* _INFORMATION SUPPLIED_:
((
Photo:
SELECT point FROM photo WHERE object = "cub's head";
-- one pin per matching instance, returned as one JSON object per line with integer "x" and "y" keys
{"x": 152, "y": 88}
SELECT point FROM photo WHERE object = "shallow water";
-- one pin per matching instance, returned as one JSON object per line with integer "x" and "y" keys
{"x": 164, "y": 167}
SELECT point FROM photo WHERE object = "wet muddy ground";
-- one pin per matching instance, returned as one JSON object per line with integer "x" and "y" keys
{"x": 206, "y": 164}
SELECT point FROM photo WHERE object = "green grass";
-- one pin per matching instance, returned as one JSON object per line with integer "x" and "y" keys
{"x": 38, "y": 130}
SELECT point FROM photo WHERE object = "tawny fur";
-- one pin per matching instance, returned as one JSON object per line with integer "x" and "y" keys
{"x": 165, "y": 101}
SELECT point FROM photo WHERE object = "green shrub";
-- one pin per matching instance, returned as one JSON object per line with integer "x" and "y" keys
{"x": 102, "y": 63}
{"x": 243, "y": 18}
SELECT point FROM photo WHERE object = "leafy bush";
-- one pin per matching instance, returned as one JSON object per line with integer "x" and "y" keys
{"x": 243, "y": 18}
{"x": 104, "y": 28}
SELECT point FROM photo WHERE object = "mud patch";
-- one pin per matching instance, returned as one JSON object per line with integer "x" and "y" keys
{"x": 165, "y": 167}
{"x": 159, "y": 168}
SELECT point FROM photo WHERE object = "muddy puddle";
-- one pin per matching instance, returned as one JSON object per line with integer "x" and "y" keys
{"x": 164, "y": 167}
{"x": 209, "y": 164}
))
((
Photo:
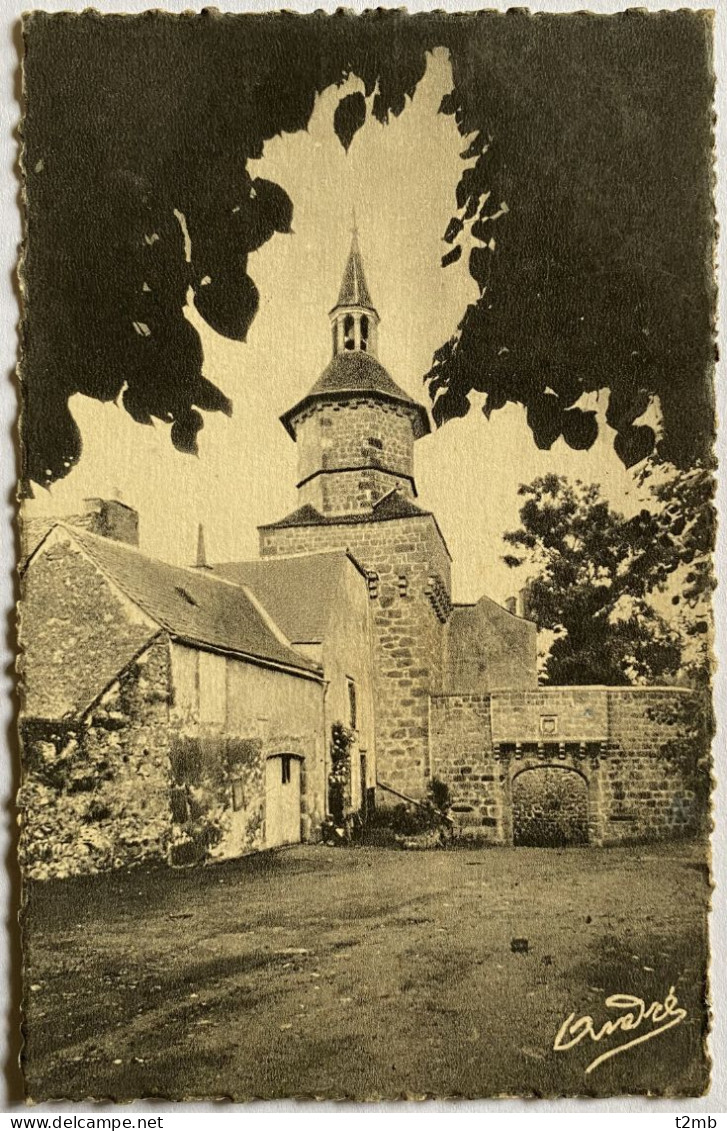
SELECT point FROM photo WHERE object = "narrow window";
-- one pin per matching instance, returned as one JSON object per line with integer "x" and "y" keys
))
* _SHORT PROBLEM_: Gather every line in the records above that contains the string "WHERE" and copy each one in full.

* _RESPONSE TO THE TASK_:
SELECT point FROM photo WHERE object = "cub's head";
SELECT point FROM photo WHERE object = "shallow water";
SELECT point FROM photo WHERE object = "wet muddy ground";
SELECT point FROM photo WHERE object = "green grass";
SELECT point FROM photo WHERE object = "tawny fur";
SELECT point FROM photo WHERE object = "green shrub";
SELECT point FROM photo WHERE object = "leafy bush";
SELECT point FROM photo WHERE object = "mud patch";
SELECT point FROM photo WHERE object = "muddy puddle";
SELECT point FROM photo WHERE object = "narrow window";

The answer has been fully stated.